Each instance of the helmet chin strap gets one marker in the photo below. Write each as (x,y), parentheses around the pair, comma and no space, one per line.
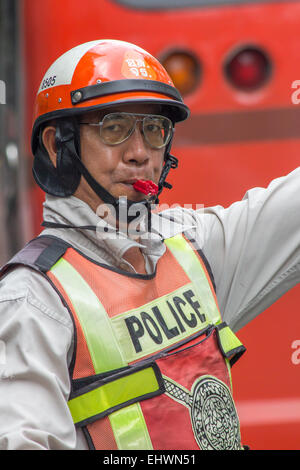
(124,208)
· · · · · · ·
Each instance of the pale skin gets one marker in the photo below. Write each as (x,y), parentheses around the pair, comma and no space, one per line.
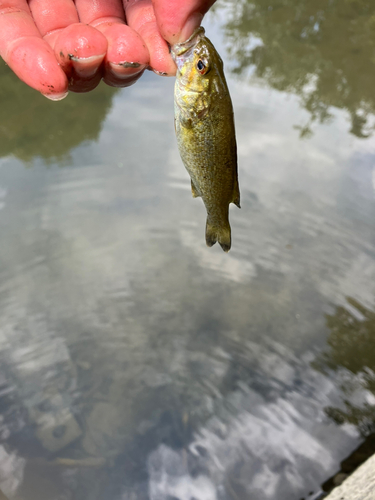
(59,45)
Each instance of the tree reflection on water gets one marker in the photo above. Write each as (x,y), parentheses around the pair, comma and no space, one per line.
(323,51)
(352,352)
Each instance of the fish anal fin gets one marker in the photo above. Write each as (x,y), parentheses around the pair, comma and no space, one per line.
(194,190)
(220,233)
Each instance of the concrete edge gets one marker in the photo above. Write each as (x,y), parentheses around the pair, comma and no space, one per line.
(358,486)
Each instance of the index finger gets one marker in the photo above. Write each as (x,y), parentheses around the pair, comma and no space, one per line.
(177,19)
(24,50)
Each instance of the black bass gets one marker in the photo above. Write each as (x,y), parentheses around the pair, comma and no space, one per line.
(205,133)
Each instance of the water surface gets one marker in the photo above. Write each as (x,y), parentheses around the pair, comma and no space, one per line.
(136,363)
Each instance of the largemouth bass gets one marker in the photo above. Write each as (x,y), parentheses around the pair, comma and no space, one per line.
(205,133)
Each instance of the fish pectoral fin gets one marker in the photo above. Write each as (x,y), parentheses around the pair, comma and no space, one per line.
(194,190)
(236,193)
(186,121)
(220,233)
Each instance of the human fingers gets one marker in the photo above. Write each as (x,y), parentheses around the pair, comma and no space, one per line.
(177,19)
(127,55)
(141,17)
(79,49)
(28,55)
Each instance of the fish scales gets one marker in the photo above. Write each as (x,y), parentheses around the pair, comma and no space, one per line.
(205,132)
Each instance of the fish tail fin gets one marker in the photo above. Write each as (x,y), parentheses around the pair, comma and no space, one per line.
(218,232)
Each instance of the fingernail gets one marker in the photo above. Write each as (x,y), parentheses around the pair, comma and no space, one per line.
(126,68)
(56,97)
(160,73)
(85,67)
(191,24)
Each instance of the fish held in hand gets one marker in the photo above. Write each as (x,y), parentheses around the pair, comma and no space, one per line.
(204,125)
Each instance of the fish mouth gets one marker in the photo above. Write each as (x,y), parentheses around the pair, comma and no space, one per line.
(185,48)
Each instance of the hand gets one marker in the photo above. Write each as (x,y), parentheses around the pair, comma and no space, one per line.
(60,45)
· · · · · · ·
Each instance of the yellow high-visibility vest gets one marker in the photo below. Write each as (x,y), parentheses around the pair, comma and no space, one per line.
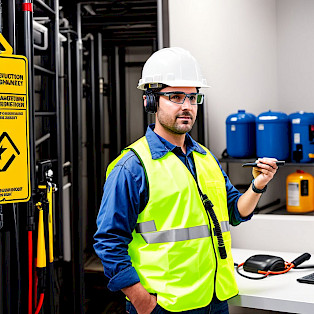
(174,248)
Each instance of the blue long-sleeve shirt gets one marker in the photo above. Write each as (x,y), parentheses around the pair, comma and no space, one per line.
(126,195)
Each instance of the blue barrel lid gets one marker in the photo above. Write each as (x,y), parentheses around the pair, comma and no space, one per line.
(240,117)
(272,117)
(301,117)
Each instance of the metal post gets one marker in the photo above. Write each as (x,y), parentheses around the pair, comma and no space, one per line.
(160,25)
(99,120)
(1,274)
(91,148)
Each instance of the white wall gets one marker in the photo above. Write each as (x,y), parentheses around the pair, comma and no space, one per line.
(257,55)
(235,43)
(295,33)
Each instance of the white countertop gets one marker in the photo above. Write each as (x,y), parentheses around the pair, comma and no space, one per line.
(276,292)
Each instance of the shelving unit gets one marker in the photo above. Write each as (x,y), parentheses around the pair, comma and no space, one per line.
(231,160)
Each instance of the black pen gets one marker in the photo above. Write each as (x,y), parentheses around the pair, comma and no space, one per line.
· · · · · · ·
● TASK GOAL
Scan the lines above for "Each instance of the shelving" and for "Each instance of the black pen". Repeat exactly the line holding each of them and every line in between.

● TASK OUTPUT
Each instance of the shelving unit gets one marker in the photo above. Write each as (x,y), parentheses around the pair, comma and no space, one per line.
(231,160)
Each instance of the black pen gets one marker in the photo above. Write each as (x,y), parentheses around the pair, comma and no space, one per line.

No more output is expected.